Try it:
Write each line word for word, from the line that contains "Target: logo text on surfboard" through the last line of the material below.

Material supplied:
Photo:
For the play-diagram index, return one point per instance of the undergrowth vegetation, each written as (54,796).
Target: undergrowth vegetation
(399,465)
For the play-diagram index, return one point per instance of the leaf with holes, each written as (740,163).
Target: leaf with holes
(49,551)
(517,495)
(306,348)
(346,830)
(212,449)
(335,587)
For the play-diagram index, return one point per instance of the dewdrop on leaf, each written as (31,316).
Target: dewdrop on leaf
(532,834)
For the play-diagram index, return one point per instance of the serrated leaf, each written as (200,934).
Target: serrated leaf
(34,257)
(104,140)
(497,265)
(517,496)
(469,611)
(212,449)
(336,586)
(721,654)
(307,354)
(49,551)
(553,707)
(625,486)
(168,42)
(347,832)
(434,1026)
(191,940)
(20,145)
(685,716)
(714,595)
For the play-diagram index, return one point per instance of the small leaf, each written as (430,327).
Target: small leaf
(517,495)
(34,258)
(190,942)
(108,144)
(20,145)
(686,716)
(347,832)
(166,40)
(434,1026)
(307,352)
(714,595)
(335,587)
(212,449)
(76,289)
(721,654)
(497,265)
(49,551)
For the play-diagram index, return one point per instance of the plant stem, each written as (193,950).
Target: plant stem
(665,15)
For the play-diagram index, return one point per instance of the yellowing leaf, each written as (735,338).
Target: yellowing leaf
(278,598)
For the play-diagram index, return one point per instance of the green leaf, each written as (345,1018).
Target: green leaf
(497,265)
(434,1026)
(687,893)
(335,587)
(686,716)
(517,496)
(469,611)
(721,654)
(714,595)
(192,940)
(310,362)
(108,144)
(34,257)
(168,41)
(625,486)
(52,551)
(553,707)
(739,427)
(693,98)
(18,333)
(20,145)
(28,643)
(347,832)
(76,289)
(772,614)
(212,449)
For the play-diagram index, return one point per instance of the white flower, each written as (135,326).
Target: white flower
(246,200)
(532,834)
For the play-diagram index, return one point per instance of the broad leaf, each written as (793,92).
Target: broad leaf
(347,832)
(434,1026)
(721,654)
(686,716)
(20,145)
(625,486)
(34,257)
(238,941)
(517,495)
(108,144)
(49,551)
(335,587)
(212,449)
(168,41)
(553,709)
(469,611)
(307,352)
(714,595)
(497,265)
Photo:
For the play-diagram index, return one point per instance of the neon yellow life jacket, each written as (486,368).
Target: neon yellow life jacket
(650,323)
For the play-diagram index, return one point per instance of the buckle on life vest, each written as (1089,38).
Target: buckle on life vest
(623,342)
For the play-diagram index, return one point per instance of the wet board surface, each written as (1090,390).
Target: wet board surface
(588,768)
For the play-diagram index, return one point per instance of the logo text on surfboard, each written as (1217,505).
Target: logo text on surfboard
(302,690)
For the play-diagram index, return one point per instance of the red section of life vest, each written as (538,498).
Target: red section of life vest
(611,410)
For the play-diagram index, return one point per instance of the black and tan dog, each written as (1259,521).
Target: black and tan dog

Task answer:
Target: logo text on surfboard
(302,690)
For the play-diagram index, return one point per instance of the red section of life vest, each written as (538,498).
Target: red section of life vest
(611,410)
For the play-diagram index, return one point per instance of the black and tan dog, each written as (1259,521).
Target: black and tan dog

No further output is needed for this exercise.